BRANO DI TESTO.

┌──

Intervista a Peppe Consolmagno
dicembre 2008
di Fabrizio Ciccarelli
Peppe
Consolmagno, percussionista riminese, utilizza strumenti in gran parte
autocostruiti con materiali recuperati nei suoi viaggi, come la zucca, il bambù,
il legno ed il metallo. La sua musica si esprime attraverso strumenti che appartengono
a culture extraeuropee, come quella del Brasile (sua principale fonte di ispirazione),
dell'Africa e dell'Asia, ma che hanno un linguaggio in comune. Il Gong birmano,
la Conchiglia, le Tazze da meditazione, i Vasi africani, i Flauti ad una nota pigmei,
i Tamburi ad acqua ed il Berimbau, uniti alla voce ed allo stretto rapporto intimistico
con essi, che egli ha, creano una dimensione unica dove prevalgono il suono naturale,
il silenzio, il timbro ed il ritmo.
Consolmagno
ha già al suo attivo partecipazioni da protagonista a Festivals internazionali,
tra gli altri "Umbria Jazz", "Festival Internazionale del Jazz a Montreal in Canada",
"Jazz o Brasil" a Parigi, RAI "RadioTre Suite", "V° World Music Festival" a Roma,
"Musica dei Popoli" a Firenze, Festival Womad, Fandango Jazz Festival – La Palma
a Roma, Festival International de Sousse in Tunisia, Festival Banlieues Bleues a
Parigi.
Ha una intensa attività di ricerca musicologica, che lo ha portato e lo
porta a tenere seminari e workshops sulla musica extraeuropea e sulla costruzione
degli strumenti a percussione, che tra l'altro egli stesso costruisce per Nanà
Vasconcelos, così come per Cyro Baptista,
Trilok Gurtu, Glen Velez,
Flora Purim, Duduka Da Fonseca e Paolo Vinaccia, su loro richiesta.
Attraverso il suo lavoro come giornalista e le sue interviste a famosi musicisti,
egli intende dare voce allo stile ed alla linea di pensiero che lo accomuna a loro.
Ha collaborato con altre forme di arte (teatro, pittura, scultura, poesia,
danza), Istituzioni (Università e scuole), e media (radio e Tv: Rai, Canale 5, Video
Music). E' tra i vincitori del Festival Arezzo Wave '95. E' stato socio Sidma e
tiene relazioni come critico musicale.
Chi intenda approfondirne la conoscenza può visitare il suo sito ufficiale:
www.peppeconsolmagno.com
Un musicista senza dubbio stimolante e disponibile ad ogni forma di dialogo,
non solo di tipo musicale…
A che punto sei con la tua ricerca sonora?
In eterno movimento! Costruire i miei strumenti per me non è solo una cosa fondamentale,
ma profondamente vitale. Sono oggetti sonori e per me è importante conoscerli, passare
per le loro fibre, ascoltarli, dialogare con loro ed emozionarsi. Tutto suona è
vero, ma un buon strumento è necessario farlo entrare in musica perché egli stesso
è musica. La ricerca del suono mi ha sempre caratterizzato. Ritengo che uno strumento
deve produrre un gran bel suono acusticamente, ma è necessario riuscire a farlo
suonare bene anche davanti ad un microfono, sia in studio che live.
Che
differenza trovi in questo?

└──

VOCI.
┌──

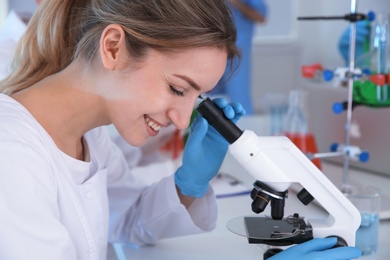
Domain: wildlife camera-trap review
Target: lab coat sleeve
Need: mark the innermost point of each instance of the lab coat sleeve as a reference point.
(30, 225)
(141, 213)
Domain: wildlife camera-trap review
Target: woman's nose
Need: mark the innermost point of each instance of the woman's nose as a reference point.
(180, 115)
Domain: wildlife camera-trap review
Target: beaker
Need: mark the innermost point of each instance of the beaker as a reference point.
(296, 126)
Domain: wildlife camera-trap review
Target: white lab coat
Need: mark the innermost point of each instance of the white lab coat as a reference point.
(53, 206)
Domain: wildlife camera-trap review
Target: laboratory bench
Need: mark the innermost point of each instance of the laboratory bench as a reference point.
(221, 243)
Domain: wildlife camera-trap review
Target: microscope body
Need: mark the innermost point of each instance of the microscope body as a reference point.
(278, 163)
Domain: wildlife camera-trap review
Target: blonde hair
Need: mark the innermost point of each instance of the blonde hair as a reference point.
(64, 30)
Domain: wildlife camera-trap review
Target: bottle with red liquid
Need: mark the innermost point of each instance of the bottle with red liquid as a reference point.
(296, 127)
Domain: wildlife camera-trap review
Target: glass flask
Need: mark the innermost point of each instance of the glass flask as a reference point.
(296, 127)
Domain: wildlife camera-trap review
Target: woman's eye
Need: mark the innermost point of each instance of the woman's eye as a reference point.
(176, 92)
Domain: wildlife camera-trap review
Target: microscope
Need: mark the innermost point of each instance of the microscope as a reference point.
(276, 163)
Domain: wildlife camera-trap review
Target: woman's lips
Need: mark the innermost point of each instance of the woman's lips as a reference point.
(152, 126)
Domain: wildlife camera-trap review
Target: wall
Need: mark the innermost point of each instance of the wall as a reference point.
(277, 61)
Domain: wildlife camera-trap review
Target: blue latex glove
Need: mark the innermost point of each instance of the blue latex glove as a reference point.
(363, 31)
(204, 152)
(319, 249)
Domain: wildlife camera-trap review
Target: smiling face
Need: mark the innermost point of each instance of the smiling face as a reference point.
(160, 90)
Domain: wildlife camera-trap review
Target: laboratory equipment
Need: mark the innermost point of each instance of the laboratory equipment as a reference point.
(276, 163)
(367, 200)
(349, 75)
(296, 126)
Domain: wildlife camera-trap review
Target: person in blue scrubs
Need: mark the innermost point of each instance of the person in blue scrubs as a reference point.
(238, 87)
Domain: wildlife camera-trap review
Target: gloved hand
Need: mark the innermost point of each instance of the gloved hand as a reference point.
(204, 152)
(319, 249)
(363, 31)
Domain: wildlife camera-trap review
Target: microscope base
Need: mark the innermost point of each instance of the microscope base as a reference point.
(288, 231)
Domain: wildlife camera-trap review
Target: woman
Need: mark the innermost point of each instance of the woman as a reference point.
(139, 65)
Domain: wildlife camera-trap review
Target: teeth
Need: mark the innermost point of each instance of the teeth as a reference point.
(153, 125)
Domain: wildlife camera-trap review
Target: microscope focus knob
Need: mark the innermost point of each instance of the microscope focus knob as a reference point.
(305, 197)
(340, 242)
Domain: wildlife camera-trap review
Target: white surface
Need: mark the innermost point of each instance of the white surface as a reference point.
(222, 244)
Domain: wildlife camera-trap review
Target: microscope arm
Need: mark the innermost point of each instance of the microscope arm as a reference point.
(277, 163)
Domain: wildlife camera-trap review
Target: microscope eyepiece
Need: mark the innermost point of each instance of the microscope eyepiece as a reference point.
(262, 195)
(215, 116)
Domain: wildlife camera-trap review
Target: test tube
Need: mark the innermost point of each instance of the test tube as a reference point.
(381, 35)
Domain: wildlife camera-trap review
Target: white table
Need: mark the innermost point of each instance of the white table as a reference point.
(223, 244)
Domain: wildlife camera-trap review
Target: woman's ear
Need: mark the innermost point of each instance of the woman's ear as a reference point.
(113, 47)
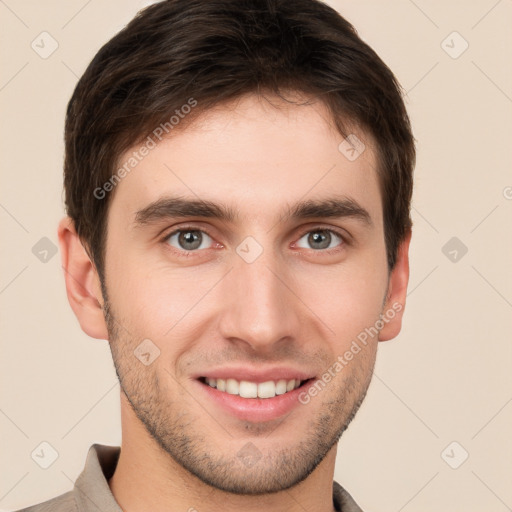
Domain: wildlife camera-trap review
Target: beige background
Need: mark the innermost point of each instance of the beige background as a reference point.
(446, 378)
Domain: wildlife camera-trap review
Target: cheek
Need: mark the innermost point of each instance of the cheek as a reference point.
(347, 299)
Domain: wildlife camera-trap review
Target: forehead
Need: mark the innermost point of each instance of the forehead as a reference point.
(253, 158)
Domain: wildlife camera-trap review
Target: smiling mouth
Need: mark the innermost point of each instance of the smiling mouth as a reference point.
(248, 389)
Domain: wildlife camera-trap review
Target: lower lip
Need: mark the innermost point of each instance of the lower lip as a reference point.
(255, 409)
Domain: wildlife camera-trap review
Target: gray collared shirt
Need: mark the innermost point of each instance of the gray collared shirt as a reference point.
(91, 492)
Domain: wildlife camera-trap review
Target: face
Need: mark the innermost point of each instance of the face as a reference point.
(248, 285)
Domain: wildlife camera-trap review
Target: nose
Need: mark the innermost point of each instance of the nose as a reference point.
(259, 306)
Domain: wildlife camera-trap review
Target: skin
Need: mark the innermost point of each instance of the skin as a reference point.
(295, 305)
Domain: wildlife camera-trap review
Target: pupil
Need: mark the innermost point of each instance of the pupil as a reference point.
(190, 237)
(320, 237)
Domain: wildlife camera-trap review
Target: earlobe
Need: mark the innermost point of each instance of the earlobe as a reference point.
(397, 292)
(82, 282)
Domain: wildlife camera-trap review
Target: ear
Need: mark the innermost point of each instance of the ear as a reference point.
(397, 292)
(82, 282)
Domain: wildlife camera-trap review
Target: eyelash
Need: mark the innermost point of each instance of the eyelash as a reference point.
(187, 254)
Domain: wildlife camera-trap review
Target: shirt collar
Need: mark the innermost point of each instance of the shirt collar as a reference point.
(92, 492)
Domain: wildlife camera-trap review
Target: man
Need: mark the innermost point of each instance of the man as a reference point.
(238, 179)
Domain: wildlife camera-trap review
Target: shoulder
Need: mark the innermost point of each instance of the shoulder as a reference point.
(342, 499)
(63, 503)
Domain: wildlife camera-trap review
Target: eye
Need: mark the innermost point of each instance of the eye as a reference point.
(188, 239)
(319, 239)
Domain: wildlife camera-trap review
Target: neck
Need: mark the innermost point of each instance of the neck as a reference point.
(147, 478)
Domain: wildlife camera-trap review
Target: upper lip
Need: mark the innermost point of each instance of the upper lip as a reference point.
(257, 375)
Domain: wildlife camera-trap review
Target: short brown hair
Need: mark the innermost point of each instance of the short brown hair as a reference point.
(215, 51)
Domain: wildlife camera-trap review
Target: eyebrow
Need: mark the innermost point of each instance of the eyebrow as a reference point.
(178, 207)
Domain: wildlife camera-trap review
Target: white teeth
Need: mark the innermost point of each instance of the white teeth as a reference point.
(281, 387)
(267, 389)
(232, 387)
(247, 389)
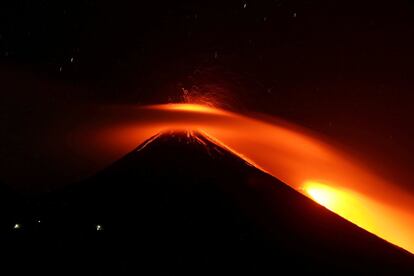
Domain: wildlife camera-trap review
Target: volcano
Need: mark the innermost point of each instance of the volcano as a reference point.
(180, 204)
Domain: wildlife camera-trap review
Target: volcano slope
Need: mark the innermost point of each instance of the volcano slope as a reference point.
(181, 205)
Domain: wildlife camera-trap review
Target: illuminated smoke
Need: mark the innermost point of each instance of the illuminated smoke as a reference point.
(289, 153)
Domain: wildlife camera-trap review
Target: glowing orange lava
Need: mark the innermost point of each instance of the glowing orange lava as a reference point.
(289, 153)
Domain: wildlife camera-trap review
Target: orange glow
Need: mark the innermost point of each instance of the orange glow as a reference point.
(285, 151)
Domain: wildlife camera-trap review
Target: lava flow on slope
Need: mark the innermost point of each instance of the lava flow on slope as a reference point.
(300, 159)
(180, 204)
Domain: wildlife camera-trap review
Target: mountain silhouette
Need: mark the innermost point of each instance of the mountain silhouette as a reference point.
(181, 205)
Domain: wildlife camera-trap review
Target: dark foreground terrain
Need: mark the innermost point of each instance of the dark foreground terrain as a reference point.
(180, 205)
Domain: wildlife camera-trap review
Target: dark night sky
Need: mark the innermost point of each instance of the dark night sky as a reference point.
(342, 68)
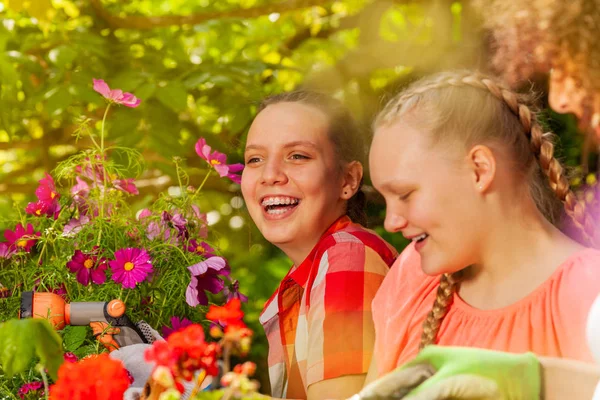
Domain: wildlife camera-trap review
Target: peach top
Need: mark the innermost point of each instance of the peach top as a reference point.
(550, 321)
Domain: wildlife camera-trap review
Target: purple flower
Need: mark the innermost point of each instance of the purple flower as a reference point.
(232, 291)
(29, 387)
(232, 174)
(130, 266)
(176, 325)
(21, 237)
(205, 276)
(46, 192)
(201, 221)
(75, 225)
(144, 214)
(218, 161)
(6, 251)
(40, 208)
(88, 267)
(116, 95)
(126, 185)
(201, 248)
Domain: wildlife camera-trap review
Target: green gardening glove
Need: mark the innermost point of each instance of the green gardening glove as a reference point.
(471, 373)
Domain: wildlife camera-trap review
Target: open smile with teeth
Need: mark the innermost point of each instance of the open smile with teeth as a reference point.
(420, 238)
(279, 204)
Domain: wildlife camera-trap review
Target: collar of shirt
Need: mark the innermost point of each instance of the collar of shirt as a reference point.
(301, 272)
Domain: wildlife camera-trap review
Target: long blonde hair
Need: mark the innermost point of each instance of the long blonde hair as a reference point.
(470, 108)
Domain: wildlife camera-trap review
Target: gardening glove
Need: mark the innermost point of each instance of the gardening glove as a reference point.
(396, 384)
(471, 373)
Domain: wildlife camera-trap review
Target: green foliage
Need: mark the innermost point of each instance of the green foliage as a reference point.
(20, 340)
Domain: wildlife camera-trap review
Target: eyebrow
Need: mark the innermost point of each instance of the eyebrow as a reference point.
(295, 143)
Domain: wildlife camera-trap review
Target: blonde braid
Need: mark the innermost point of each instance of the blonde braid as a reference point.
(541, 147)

└──

CONSEGNA A. Trascrivi senza modifiche il passo dell'intervista che va da "Intervista a Peppe" a "ed il ritmo.".
CONSEGNA B. Riporta ogni riga dell'elenco in cui compare la parola "illuminated", distinguendo tra maiuscole e minuscole.
L'elenco non ha alcun legame con l'intervista.

RISPOSTA COMPLETA A.
Intervista a Peppe Consolmagno
dicembre 2008
di Fabrizio Ciccarelli
Peppe
Consolmagno, percussionista riminese, utilizza strumenti in gran parte
autocostruiti con materiali recuperati nei suoi viaggi, come la zucca, il bambù,
il legno ed il metallo. La sua musica si esprime attraverso strumenti che appartengono
a culture extraeuropee, come quella del Brasile (sua principale fonte di ispirazione),
dell'Africa e dell'Asia, ma che hanno un linguaggio in comune. Il Gong birmano,
la Conchiglia, le Tazze da meditazione, i Vasi africani, i Flauti ad una nota pigmei,
i Tamburi ad acqua ed il Berimbau, uniti alla voce ed allo stretto rapporto intimistico
con essi, che egli ha, creano una dimensione unica dove prevalgono il suono naturale,
il silenzio, il timbro ed il ritmo.

RISPOSTA COMPLETA B.
Target: illuminated smoke
Need: mark the innermost point of each instance of the illuminated smoke as a reference point.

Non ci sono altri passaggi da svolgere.